Work order 1:
According to the text on dehydration, who is most at risk of becoming dehydrated?
Work order 2:
Continue the text on dehydration after its last sentence, keeping its tone and subject.

Excerpted passage:
Summer is right around the corner and with that comes hot, sticky and humid weather. We have already had some very hot days this year. Some of us can handle the hot weather better than others. Anyone may become dehydrated, but young children, older adults and people with chronic illnesses are most at risk.
Dehydration occurs when there isn’t enough water to replace what’s lost throughout the day, losing more fluid than you are taking in. Your system literally dries out. Sometimes dehydration occurs for simple reasons: You don’t drink enough because you’re sick, busy, exercising or because you lack access to safe drinking water when you’re traveling, hiking or camping.

Supplied entries:
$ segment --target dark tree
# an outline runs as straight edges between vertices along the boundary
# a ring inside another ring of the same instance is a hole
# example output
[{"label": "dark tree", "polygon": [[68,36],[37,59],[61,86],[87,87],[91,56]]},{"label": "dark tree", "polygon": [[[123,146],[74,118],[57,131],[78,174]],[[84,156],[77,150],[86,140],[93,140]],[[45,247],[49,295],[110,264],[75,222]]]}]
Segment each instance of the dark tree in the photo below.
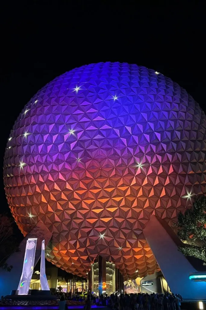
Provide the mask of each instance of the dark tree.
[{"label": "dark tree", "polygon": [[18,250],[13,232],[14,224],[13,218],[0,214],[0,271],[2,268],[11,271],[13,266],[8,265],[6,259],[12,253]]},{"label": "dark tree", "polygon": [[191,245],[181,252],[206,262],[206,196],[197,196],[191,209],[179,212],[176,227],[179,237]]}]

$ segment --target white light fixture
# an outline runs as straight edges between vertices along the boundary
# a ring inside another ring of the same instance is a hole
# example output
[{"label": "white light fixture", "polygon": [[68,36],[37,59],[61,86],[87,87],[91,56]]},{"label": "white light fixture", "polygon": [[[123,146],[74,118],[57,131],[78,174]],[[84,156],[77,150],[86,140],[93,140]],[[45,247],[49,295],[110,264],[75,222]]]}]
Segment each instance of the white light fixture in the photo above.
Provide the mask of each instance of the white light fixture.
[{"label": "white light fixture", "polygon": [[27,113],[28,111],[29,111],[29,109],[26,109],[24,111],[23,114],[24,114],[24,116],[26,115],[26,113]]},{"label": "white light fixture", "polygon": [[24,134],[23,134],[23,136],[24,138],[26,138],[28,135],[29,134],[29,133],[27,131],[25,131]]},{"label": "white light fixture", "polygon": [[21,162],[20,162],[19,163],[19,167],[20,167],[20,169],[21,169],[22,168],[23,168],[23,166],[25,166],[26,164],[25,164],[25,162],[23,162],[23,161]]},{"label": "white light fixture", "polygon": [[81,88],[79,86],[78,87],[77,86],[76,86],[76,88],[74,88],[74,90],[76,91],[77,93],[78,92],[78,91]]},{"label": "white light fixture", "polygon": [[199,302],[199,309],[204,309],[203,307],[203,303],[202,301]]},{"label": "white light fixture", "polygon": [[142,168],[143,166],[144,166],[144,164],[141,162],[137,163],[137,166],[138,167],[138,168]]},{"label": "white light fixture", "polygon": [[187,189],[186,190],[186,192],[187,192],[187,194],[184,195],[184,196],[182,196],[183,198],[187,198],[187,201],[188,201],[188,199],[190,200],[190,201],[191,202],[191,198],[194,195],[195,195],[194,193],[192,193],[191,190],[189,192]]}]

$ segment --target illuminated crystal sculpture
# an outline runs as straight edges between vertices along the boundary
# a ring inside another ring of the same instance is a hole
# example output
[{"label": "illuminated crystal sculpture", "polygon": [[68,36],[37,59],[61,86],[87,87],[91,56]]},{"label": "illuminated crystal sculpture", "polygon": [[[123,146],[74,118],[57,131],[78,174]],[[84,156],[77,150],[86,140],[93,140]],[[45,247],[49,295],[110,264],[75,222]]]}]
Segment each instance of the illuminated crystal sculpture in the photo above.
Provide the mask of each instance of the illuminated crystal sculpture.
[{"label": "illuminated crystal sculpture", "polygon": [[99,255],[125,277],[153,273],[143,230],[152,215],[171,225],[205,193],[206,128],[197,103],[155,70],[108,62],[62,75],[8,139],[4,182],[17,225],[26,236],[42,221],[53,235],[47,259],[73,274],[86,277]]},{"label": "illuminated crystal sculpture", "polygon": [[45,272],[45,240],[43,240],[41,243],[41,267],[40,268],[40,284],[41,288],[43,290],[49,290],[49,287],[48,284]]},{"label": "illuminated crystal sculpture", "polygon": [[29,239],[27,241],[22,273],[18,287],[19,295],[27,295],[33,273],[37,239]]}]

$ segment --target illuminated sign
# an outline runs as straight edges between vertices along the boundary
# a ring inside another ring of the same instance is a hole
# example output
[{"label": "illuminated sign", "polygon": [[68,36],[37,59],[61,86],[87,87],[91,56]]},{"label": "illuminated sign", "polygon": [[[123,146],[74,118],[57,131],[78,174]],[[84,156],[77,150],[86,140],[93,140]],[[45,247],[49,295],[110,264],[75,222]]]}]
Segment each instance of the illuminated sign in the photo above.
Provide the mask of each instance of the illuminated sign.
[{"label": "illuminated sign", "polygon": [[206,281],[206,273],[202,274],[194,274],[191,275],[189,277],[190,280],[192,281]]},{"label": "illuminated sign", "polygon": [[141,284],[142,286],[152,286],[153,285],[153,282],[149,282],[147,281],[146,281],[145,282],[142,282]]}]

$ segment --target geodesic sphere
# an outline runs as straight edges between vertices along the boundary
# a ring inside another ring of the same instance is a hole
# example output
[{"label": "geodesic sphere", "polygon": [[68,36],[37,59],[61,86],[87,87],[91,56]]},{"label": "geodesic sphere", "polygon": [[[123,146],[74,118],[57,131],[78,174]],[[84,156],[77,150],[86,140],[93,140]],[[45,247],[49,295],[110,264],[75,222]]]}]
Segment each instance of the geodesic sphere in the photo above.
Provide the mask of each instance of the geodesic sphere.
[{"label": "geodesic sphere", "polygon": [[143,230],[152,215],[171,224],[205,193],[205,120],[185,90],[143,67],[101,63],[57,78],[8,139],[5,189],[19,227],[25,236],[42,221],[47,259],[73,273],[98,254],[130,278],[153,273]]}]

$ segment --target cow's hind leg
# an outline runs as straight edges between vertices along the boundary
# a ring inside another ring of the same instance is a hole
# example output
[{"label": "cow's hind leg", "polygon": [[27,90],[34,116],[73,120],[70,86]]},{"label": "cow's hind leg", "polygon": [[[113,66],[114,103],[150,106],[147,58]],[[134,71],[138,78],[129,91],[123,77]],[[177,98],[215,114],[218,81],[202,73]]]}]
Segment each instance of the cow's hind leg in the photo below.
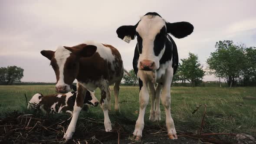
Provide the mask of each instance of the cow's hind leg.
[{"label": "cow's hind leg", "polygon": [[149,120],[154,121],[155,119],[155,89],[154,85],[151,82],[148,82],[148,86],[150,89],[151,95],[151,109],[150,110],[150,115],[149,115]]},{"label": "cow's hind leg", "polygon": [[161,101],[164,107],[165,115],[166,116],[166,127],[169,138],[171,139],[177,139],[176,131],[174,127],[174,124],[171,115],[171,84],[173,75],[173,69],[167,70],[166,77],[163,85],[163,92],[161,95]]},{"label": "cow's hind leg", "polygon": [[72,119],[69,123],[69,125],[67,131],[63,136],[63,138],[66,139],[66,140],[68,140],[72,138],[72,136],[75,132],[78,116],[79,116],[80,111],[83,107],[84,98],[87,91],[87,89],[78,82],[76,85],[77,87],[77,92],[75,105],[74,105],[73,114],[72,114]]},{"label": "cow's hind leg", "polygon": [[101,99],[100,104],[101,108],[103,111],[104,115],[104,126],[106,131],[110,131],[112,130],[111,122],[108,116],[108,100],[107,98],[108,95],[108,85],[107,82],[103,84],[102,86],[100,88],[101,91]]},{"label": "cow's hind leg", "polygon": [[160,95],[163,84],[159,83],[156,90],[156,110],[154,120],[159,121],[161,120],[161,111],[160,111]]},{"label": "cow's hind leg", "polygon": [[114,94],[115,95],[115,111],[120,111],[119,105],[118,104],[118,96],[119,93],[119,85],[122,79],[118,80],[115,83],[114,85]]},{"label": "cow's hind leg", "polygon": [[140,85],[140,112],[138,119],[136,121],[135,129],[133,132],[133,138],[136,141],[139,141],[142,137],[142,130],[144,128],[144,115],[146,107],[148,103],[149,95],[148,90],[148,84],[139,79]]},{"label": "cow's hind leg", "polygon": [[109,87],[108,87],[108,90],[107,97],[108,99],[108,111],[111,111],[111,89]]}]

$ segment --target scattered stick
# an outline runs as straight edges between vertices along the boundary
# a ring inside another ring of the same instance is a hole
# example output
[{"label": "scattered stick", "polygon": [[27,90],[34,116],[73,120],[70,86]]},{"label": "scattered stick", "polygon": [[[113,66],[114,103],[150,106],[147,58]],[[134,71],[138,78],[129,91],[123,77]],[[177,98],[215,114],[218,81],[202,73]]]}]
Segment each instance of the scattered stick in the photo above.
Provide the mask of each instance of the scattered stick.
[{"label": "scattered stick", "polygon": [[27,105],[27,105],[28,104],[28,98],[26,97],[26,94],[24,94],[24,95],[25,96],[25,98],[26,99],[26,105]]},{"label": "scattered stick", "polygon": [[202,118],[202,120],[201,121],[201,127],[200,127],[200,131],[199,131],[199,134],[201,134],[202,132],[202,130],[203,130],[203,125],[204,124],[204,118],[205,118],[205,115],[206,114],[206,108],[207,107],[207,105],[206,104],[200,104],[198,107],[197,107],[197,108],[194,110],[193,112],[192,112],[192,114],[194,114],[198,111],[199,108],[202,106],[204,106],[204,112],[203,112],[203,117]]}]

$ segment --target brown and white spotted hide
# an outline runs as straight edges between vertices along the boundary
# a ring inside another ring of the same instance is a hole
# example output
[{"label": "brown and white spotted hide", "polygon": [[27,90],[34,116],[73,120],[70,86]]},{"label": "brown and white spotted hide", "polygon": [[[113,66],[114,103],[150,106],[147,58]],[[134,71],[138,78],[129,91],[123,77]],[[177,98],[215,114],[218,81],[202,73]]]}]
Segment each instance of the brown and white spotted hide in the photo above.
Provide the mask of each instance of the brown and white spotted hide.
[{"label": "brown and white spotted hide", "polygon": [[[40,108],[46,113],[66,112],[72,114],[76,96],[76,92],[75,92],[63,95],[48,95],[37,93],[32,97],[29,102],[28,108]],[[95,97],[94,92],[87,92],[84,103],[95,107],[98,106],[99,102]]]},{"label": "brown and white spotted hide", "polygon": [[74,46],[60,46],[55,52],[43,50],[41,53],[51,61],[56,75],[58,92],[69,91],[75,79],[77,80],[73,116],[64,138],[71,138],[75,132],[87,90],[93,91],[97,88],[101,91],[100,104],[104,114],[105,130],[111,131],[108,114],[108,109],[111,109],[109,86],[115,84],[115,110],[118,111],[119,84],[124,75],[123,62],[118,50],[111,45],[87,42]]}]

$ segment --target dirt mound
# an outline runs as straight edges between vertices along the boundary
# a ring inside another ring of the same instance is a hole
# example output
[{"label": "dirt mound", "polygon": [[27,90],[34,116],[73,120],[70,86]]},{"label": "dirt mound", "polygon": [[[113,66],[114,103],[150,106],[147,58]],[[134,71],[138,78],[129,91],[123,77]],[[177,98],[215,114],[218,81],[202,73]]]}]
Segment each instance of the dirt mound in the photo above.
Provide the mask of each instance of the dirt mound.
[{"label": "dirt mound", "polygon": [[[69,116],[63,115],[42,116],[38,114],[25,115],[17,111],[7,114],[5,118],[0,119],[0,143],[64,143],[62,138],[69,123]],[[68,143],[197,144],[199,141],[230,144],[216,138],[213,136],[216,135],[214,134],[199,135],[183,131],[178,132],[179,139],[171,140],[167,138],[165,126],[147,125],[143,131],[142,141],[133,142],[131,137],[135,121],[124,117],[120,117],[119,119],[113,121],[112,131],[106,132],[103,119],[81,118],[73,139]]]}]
...
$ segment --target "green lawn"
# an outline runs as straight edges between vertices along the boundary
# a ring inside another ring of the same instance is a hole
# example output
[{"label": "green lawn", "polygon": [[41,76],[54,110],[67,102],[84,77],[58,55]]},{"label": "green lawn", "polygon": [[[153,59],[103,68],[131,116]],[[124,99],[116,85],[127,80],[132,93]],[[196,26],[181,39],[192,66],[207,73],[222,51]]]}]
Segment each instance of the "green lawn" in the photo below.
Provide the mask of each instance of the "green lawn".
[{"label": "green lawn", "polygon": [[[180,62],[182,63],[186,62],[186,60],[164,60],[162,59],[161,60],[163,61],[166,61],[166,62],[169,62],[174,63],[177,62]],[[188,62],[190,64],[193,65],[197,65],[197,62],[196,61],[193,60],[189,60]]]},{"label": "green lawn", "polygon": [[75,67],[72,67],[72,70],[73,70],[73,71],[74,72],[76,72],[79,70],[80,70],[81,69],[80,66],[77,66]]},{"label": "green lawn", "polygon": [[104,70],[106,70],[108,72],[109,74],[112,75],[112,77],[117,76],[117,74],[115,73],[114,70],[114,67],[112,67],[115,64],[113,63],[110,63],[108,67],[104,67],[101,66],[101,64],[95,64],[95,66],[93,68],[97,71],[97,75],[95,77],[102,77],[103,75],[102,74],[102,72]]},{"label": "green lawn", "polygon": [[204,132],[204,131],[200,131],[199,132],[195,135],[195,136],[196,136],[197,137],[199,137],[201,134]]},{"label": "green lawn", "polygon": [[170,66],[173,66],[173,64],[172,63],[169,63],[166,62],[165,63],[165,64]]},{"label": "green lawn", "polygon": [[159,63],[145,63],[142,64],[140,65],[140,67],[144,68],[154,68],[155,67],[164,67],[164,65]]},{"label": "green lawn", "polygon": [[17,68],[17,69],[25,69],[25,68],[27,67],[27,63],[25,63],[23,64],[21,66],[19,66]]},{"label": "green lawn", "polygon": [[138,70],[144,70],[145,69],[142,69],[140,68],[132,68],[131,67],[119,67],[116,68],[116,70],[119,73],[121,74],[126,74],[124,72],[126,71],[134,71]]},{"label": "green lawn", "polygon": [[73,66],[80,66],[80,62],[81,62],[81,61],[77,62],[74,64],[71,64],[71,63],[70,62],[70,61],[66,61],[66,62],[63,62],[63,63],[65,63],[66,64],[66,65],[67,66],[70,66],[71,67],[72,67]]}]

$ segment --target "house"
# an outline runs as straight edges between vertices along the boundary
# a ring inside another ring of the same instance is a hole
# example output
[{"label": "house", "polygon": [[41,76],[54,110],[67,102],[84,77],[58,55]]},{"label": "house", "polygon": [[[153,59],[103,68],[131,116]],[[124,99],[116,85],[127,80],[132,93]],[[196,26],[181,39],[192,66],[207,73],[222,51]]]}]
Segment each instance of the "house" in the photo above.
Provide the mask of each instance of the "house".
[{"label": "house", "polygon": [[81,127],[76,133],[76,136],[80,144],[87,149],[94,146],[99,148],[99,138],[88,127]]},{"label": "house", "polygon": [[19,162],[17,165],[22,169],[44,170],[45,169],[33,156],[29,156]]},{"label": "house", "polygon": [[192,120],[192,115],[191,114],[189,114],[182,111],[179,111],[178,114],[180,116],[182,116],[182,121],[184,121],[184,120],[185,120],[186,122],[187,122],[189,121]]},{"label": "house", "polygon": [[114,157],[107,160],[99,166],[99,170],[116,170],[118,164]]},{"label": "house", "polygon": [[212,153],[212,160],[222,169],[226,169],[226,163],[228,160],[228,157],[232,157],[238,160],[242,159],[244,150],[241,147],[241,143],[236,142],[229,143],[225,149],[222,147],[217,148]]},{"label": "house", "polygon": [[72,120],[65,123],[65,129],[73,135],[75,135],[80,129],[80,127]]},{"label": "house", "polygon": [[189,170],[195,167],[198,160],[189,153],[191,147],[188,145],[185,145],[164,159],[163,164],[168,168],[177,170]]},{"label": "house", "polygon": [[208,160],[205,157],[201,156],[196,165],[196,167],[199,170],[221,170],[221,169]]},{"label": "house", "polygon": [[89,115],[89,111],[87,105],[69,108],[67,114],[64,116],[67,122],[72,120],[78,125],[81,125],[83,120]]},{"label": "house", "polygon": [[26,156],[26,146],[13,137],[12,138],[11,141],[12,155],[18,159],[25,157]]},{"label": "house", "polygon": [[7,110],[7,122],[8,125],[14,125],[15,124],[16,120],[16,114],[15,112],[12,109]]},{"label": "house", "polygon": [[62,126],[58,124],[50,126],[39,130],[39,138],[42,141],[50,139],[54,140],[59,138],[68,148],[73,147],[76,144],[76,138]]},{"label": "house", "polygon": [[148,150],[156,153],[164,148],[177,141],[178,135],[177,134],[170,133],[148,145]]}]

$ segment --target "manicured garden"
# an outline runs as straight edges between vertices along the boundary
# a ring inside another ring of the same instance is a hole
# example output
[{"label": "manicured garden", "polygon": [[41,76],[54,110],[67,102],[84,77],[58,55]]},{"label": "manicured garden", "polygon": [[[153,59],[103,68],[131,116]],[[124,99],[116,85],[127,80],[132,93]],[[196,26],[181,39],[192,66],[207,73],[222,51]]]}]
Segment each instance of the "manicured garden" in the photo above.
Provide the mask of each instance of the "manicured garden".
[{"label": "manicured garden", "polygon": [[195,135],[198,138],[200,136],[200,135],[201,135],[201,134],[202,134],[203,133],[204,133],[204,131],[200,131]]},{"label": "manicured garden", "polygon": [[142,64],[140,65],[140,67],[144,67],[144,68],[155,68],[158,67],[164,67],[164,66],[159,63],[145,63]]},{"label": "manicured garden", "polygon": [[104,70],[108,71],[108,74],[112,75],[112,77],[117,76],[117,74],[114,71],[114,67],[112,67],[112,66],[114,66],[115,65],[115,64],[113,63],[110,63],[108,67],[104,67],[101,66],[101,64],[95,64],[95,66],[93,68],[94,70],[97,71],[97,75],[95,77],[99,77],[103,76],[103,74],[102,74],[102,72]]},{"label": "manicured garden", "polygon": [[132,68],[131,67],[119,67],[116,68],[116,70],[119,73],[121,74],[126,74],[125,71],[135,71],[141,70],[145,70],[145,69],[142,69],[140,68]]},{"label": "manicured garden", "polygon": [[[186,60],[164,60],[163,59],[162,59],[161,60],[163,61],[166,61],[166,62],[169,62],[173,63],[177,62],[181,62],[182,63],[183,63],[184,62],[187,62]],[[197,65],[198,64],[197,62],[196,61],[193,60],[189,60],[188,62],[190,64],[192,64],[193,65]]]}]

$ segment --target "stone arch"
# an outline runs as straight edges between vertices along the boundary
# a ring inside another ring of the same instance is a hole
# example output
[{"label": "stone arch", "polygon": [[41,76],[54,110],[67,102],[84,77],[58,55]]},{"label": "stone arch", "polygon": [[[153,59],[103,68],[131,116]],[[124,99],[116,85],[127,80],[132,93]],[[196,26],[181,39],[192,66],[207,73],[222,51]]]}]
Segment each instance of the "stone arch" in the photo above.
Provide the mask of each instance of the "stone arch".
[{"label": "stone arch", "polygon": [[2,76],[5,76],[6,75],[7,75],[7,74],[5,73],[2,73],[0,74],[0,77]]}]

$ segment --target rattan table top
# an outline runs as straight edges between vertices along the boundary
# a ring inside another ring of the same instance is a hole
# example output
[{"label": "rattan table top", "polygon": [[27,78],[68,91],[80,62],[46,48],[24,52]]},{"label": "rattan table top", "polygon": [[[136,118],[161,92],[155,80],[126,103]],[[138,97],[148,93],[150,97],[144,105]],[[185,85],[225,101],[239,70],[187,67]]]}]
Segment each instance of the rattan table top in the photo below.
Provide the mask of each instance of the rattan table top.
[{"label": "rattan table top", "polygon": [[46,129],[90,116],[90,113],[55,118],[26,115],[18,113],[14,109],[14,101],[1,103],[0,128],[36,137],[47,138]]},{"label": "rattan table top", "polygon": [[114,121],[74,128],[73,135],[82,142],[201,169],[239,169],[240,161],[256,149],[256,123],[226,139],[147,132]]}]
--
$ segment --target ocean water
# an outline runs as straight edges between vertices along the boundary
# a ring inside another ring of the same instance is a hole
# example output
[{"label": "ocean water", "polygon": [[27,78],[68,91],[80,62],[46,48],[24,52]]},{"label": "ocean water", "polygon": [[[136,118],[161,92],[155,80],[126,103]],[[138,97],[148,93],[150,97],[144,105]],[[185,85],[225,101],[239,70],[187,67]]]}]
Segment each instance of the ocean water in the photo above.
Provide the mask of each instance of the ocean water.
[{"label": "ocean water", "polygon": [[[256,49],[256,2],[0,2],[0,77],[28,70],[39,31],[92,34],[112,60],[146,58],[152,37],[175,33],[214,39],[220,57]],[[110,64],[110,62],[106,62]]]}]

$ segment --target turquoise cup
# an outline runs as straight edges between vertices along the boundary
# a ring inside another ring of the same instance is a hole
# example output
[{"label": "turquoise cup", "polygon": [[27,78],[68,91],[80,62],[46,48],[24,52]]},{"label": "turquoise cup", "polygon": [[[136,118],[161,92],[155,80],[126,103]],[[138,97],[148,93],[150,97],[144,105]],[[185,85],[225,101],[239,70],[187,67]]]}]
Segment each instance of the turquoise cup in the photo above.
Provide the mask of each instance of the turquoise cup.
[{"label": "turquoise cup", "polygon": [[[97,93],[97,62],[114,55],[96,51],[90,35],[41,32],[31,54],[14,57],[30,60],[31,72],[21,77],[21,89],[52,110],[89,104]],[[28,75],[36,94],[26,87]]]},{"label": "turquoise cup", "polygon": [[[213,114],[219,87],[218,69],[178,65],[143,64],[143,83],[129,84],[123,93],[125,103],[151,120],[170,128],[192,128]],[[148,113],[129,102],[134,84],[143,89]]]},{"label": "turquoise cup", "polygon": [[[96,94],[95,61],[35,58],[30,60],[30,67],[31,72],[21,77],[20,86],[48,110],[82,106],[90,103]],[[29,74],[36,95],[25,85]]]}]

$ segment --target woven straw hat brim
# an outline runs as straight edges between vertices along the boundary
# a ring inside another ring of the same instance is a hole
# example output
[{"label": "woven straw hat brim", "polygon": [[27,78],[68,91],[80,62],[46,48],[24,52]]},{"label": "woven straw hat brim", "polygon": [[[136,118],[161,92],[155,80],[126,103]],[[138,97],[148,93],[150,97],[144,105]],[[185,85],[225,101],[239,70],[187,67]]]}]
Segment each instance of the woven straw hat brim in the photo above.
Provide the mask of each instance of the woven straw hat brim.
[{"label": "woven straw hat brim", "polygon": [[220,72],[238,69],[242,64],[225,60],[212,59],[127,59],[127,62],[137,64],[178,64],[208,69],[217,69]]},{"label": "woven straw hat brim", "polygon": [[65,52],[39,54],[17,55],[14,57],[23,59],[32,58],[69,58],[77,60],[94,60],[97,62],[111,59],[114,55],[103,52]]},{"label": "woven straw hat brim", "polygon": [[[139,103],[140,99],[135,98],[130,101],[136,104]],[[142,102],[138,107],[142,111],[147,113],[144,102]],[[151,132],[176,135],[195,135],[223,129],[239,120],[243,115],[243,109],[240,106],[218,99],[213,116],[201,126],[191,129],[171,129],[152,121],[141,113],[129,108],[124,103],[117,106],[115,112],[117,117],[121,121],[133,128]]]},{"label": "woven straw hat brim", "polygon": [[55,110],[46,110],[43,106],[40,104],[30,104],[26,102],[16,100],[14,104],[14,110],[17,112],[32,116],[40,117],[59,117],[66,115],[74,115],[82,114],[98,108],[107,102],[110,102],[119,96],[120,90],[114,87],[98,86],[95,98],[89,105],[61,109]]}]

Answer 1:
Young children, older adults and people with chronic illnesses are most at risk.

Answer 2:
Common symptoms of dehydration can include:
Dry, sticky mouth
Sleepiness or tiredness — children are likely to be less active than usual
Decreased urine output — no wet diapers for three hours for infants and eight hours or more without urination for older children and teens
Few or no tears when crying
Dizziness or lightheadedness
Severe dehydration, a medical emergency, can cause:
Extreme fussiness or sleepiness in infants and children; irritability and confusion in adults
Very dry mouth, skin and mucous membranes
Lack of sweating
Little or no urination — any urine that is produced will be dark yellow or amber
Shriveled and dry skin that lacks elasticity and doesn’t “bounce back” when pinched into a fold
In infants, sunken fontanels — the soft spots on the top of a baby’s head
If you’re a healthy adult, you can usually treat mild to moderate dehydration by drinking more fluids, such as water or a sports drink (Gatorade, Powerade, others). Foods can be a good source of liquids. Watermelon, grapes, pineapple, oranges, tangerines, jello, popsicles can all help you get fluids. Please seek immediate medical care if you develop severe signs.
Be well and enjoy the upcoming summer.